** Opening Passage provided block **

By Jeffrey Kluger Thursday, September 23, 2010
When it comes to raising civilized kids there are no hard rules, but there are two things on which most parents agree: Boys are generally wilder than girls, and adolescents are wilder than kids of any other age. If you’ve got an adolescent boy, you’re in the sweet spot for trouble. Now, a study shows how a glitch in the brains of the most difficult boys may be responsible for their behavior.
Psychiatrist Thomas Crowley of the University of Colorado at Boulder, along with his collaborators, recruited two sample groups of 20 adolescent boys each. One group had clearly been having its struggles: Nineteen of the 20 boys already had a diagnosis of conduct disorder; they had been on some kind of academic or legal probation for an average of 139 of the previous 180 days; and all of them had a history of substance abuse. All had also been abstinent for an average of five weeks before the test. The other group of 20 had none of these problems.
The scientists then conducted functional magnetic resonance imaging (fMRIs) of the boys’ brains while they played a simple computer game that involved risks and rewards. Every time the boys chose a non-risky option in the course of the game, they won a penny. Every time they chose a riskier one they either won five cents or lost 10. An understanding of risk, reward and possible future outcomes is, of course, a central pillar of mature and disciplined behavior, and watching how those processes play out in the brain is a pretty good way of understanding conduct.

** Closing Passage provided block **

> **Task directions**: Continue the article on the brain-imaging study of adolescent boys, picking up right after its last sentence.

** Opening Exercise data block **

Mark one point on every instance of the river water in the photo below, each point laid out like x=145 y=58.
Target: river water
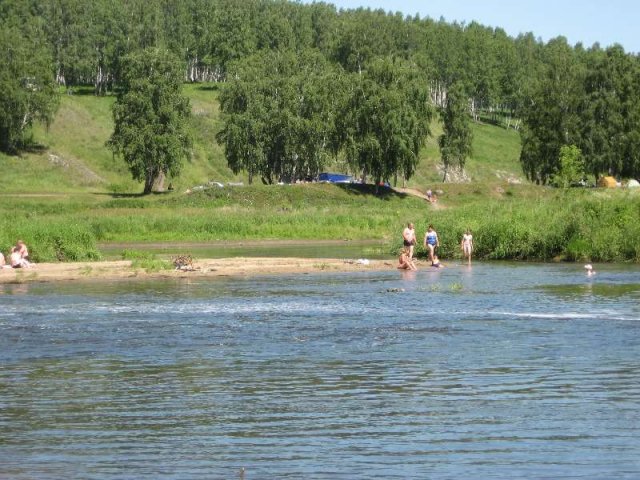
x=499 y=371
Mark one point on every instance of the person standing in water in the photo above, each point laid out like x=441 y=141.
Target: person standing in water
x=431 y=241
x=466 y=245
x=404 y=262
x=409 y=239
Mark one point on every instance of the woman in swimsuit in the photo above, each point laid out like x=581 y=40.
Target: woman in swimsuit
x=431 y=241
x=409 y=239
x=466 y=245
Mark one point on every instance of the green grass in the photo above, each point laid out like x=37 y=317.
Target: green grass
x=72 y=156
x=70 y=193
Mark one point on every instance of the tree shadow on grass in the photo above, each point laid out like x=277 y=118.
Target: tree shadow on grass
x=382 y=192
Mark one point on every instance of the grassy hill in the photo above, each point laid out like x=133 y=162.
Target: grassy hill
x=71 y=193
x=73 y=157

** Closing Exercise data block **
** Opening Exercise data block **

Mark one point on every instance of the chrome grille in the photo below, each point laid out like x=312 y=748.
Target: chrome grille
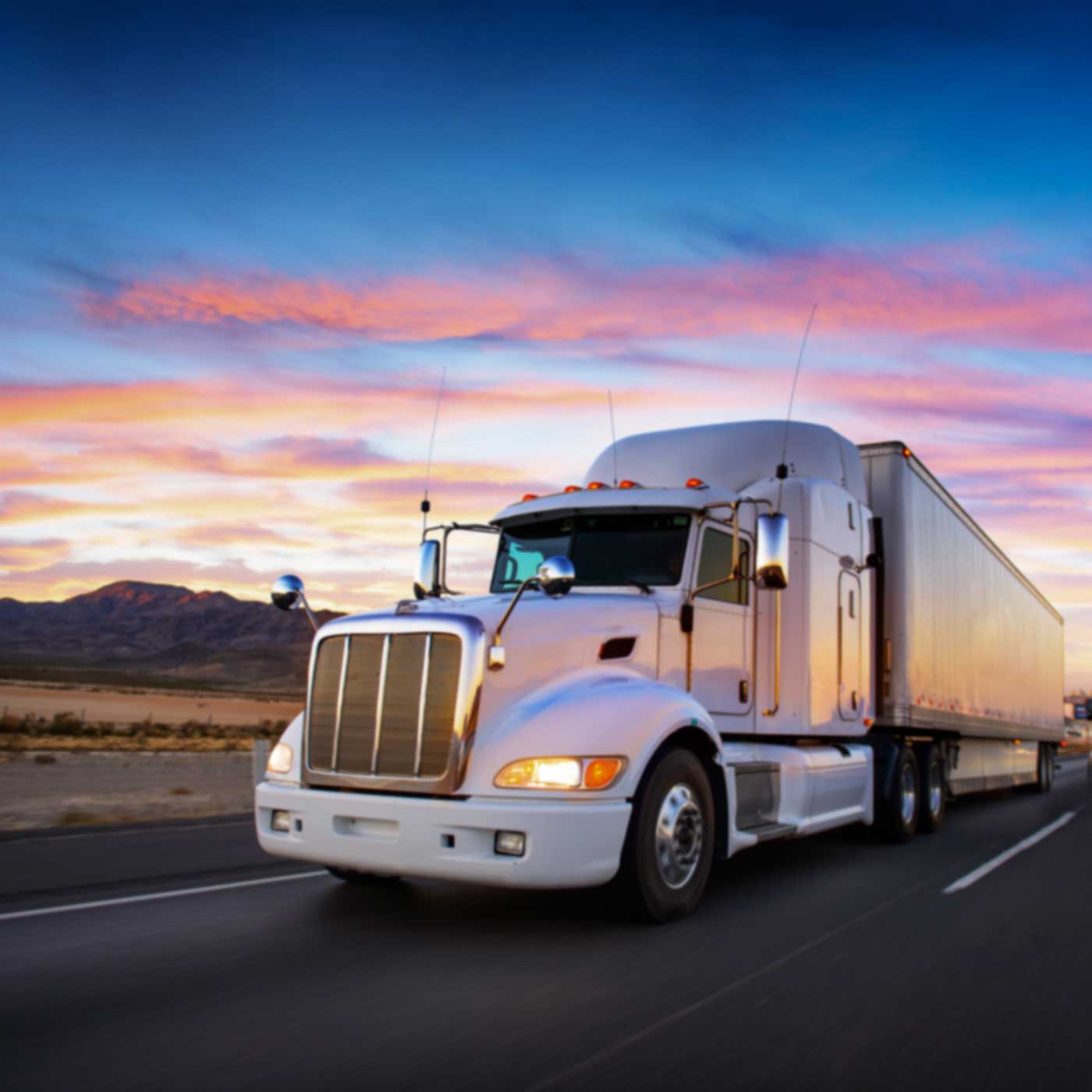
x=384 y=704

** Closing Exercise data block **

> **Exercise answer**:
The first surprise — actually the only true surprise — when the researchers analyzed their results was that the troubled boys and the untroubled ones chose the game’s risky option with about the same frequency. Kids who don’t have a clear sense of the potential consequences of their actions (which ought to include those with conduct disorder and a substance abuse history) would be expected to roll the dice on high-risk, big-payoff choices more than other kids, and yet the study didn’t show this.
What truly separated the subjects lay deeper in their brains. The fMRIs revealed that the boys with behavioral problems had significantly less activity in the anterior cingulate cortex — which monitors rewards and punishments — and the dorsolateral prefrontal cortex, which receives information from the anterior cingulate and governs the decision-making processes that result. They also had lower activity in a handful of other regions, including the amygdala, which plays a role in modulating emotions.